Aim of the exercise - Note each line in the data holding the string "then" and report it.

(Records from a data collection)
--------------------

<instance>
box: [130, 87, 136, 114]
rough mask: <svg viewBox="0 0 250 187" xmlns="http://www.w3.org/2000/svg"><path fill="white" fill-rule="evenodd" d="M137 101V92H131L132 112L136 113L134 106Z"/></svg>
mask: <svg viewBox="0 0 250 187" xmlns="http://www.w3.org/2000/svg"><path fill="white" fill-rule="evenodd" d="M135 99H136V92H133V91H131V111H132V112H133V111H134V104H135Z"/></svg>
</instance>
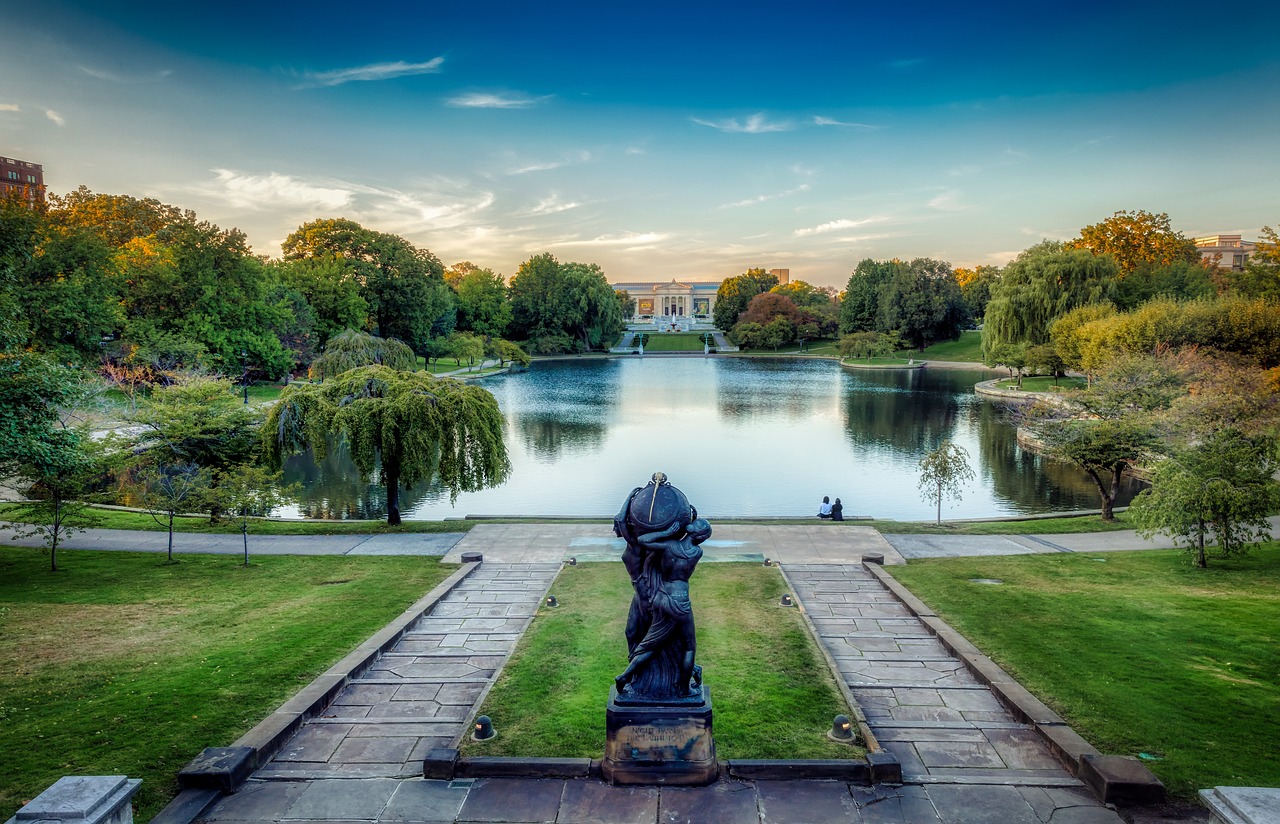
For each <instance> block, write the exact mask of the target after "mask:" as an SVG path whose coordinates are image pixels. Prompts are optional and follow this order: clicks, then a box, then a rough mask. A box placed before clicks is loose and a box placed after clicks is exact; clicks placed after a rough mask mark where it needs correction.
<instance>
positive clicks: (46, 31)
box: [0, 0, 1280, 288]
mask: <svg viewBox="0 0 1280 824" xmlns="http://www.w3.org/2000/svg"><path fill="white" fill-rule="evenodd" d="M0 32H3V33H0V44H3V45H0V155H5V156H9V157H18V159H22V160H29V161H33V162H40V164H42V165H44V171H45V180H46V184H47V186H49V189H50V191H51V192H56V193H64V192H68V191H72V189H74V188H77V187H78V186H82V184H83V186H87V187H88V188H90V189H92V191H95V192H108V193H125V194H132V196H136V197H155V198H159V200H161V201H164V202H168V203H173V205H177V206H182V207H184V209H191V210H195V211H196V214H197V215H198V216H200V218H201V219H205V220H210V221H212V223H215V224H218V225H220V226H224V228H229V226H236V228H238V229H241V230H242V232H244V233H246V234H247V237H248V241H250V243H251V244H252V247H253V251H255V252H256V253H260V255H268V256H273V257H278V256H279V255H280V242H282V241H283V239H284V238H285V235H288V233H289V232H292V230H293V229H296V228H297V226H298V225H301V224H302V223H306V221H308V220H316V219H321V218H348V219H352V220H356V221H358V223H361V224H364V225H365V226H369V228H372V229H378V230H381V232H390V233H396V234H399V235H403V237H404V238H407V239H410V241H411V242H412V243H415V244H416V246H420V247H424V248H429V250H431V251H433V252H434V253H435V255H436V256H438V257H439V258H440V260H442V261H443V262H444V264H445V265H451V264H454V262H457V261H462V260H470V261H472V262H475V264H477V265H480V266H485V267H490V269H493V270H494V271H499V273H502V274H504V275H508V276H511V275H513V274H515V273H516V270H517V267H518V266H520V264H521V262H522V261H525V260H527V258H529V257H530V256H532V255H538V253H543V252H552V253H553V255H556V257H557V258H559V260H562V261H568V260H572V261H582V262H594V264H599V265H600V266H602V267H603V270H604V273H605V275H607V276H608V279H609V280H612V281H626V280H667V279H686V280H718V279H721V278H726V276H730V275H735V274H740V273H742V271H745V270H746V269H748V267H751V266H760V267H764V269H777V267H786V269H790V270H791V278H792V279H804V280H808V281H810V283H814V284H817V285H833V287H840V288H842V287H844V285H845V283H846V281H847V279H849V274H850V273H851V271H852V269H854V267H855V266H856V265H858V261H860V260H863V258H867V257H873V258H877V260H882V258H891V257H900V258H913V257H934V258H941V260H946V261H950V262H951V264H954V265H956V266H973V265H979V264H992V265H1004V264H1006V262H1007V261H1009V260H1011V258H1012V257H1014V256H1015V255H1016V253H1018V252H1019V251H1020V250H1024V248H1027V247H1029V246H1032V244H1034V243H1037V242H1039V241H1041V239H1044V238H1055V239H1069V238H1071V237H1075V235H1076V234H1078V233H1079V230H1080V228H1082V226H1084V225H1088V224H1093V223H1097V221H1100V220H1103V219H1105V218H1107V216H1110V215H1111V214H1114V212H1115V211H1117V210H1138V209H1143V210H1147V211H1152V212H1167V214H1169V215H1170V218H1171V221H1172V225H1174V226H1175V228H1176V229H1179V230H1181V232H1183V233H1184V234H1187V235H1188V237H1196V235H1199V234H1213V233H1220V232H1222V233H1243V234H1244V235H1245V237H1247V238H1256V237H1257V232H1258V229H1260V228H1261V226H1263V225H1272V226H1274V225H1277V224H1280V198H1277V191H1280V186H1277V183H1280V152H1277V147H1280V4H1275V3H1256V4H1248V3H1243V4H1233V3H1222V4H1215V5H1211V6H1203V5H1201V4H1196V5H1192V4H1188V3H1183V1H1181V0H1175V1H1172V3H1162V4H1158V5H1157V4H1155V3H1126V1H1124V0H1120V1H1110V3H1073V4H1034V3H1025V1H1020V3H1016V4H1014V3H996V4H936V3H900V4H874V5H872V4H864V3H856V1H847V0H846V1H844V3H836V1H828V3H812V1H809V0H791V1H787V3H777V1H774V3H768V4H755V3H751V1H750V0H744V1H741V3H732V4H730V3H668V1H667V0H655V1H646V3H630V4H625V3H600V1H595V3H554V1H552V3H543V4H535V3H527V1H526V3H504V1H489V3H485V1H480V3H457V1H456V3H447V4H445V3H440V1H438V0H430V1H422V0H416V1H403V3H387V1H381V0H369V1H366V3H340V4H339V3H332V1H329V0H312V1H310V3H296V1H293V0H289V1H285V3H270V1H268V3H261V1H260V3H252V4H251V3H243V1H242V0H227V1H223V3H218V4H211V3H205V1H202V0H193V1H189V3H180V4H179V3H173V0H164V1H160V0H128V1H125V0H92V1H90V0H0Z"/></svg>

--------------------

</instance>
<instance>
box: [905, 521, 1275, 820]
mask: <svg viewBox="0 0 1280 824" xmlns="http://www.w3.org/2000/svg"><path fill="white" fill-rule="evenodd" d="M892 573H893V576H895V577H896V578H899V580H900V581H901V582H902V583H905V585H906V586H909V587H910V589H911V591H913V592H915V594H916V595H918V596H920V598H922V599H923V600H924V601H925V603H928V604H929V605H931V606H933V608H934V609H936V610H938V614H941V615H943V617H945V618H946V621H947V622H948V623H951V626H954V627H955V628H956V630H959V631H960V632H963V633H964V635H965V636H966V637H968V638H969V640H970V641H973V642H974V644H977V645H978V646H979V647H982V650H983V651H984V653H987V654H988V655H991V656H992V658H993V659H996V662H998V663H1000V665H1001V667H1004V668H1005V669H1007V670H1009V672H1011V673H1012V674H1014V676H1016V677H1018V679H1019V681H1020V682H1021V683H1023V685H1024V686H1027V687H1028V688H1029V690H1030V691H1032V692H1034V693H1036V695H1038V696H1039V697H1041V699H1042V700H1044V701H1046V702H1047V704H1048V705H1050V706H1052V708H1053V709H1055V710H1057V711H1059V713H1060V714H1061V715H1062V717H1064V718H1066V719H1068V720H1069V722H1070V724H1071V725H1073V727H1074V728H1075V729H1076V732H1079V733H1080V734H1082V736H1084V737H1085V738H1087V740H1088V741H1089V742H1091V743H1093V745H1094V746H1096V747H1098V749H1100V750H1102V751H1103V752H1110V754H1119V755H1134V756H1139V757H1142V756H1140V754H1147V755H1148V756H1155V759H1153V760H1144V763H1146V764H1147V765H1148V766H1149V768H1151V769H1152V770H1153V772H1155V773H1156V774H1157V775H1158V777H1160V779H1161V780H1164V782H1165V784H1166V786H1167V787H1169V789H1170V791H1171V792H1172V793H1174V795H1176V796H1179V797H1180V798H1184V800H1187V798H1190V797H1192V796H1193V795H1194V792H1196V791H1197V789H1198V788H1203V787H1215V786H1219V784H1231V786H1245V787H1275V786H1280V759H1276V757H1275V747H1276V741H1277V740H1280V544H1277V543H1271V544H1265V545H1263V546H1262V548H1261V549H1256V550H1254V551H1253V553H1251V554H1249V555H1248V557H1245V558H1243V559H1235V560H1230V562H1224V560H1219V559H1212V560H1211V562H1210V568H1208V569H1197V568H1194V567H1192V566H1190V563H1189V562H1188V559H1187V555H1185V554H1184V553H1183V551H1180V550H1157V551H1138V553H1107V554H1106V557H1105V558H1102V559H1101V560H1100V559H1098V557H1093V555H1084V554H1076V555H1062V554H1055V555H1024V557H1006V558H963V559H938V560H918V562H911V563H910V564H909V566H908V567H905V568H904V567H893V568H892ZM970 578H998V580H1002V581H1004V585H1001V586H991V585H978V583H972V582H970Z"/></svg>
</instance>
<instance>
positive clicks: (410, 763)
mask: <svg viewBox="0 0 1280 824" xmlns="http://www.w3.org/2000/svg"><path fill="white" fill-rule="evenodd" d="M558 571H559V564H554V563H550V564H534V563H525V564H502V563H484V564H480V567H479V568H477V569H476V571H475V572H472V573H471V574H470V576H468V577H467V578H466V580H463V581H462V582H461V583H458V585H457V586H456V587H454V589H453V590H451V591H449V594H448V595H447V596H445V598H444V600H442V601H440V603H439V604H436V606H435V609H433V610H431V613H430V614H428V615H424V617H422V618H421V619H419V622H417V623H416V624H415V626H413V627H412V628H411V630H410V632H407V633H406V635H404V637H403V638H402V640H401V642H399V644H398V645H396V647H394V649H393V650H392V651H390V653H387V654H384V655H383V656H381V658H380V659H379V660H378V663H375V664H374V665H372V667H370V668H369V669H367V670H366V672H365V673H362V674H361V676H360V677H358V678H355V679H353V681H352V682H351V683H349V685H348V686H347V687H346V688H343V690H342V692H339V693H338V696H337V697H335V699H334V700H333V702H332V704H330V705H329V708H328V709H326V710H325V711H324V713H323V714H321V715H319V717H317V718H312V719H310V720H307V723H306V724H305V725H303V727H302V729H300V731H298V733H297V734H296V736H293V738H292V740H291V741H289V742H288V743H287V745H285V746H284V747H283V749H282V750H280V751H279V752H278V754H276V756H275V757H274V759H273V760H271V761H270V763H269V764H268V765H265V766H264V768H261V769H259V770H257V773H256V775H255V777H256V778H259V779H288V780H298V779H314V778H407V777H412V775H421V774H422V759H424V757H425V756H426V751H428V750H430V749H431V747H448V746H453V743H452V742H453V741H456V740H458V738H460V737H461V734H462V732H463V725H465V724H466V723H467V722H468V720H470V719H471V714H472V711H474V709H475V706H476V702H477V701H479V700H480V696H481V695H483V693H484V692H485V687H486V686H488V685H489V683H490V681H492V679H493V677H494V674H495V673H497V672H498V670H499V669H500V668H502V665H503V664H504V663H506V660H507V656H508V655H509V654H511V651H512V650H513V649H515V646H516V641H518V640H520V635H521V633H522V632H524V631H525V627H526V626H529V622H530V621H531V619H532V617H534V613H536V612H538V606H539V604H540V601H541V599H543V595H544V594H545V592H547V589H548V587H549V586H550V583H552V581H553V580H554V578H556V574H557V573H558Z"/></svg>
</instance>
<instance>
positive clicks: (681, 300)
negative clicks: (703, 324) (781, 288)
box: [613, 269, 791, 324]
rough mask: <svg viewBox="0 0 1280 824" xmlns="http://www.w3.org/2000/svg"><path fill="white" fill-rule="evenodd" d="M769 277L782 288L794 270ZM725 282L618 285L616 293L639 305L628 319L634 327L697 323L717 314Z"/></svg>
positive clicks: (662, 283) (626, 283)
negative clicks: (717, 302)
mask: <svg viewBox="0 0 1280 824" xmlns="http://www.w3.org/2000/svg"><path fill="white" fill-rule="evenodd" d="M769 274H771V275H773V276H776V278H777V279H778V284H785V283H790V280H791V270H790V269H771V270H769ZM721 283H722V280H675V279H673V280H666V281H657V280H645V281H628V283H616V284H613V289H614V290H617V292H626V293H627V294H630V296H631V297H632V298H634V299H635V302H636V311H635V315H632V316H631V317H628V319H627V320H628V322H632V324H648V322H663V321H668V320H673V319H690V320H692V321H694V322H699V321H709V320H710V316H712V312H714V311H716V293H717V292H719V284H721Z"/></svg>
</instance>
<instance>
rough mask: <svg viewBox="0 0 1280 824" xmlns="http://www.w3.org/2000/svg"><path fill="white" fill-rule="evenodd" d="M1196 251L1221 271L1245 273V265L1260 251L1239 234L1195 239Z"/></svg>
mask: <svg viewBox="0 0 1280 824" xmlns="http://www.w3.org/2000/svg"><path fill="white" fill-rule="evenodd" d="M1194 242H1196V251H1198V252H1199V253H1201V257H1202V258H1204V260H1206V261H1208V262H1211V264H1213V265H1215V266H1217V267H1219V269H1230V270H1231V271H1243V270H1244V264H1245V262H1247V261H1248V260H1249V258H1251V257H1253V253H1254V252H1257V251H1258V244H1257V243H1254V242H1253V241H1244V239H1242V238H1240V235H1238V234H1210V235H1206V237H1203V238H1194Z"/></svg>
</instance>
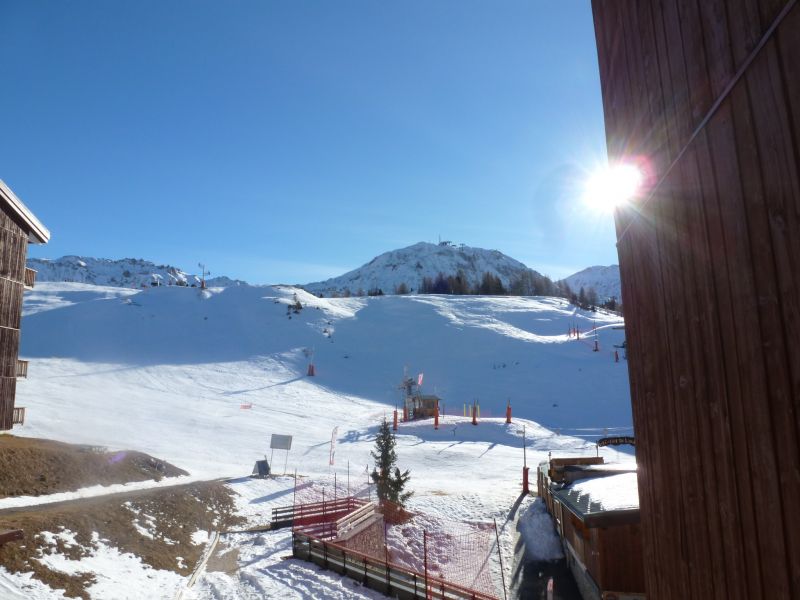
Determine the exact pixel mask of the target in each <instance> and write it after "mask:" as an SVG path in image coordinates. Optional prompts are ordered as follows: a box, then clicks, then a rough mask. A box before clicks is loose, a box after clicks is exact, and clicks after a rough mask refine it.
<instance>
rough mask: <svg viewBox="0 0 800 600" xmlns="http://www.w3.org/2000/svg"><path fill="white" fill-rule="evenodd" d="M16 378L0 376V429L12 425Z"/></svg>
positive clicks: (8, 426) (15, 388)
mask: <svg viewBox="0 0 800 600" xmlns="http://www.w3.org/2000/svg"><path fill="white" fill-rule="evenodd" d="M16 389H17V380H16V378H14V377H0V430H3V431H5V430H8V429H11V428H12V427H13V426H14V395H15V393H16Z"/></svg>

--------------------

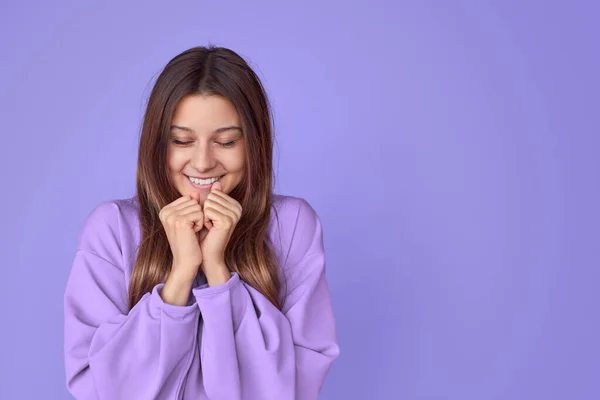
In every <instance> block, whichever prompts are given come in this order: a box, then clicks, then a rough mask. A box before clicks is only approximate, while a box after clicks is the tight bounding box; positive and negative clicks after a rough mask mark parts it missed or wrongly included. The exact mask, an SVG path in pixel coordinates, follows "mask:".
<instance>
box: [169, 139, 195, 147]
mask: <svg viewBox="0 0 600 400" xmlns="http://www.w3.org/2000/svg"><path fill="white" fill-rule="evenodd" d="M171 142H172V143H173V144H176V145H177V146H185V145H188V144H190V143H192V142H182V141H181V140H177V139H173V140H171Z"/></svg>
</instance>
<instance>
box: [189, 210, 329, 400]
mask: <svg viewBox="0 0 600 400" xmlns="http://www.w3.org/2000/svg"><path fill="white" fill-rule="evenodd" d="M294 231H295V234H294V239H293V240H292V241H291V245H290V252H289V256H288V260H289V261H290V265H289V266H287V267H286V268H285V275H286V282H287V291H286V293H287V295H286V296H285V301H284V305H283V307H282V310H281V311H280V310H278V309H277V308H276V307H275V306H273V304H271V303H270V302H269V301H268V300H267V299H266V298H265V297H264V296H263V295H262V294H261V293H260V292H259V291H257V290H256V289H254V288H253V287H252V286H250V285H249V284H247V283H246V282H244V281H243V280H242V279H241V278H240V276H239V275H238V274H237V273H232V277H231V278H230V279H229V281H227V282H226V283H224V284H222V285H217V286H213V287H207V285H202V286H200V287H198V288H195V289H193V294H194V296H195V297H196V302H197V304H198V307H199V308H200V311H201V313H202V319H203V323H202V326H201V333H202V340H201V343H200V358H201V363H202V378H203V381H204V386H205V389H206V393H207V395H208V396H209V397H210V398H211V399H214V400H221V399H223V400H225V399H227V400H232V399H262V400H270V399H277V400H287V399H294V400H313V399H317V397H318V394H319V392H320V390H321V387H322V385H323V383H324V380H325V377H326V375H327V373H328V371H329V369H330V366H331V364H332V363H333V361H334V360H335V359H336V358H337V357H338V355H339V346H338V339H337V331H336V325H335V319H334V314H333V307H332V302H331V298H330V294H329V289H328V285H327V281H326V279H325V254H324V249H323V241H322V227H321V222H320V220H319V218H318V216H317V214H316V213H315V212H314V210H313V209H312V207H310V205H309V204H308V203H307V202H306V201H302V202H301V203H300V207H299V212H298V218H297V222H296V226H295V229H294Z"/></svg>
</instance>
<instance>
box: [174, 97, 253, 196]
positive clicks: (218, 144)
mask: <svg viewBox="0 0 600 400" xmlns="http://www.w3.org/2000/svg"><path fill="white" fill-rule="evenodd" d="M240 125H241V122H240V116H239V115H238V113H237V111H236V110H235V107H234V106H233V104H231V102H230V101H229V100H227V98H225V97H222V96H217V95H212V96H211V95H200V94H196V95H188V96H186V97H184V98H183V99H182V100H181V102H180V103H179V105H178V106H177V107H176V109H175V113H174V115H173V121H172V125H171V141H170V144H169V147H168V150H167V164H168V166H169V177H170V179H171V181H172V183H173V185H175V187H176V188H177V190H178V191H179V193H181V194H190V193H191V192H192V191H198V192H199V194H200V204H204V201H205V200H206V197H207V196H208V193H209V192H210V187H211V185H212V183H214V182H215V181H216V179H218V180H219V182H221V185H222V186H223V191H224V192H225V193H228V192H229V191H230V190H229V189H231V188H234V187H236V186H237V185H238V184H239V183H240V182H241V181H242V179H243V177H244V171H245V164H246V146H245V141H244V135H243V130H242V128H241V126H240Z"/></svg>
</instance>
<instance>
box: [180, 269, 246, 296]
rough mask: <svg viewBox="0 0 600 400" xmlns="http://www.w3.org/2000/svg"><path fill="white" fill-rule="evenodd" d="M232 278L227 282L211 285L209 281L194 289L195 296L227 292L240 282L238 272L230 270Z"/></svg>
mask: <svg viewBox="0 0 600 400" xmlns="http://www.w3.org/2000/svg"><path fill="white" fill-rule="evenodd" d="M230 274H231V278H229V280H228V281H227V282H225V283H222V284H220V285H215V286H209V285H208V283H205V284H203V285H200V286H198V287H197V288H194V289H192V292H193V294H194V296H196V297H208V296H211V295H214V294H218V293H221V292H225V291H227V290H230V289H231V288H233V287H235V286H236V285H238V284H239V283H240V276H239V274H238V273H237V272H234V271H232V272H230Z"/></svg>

--------------------

Response -
For each <instance> block, write the exact mask of the target after "mask:" as an SVG path whose coordinates are image pixels. Prompts are optional and follow this order: clicks, then a box, then a rough mask. A box placed before clicks is loose and a box placed after clicks is exact; clicks placed after a rough mask mark where it needs correction.
Determine the exact pixel mask of the target in each <instance> and write it after "mask:" as an SVG path in image coordinates. Optional prompts are ordered as follows: a box, then clicks, then a rough mask. A box before clicks is loose, a box after clicks is exact, and clicks after a rough mask refine it.
In every <instance> block, whichever prompts are given come in this order: a box, then clicks, then a rough mask. A box before clicks is only approximate, while a box after clicks is the tight bounding box; positive and negative clicks after a rough mask mark parts it missed or wrongly included. The exact mask, an SVG path in pixel coordinates, follows "mask:".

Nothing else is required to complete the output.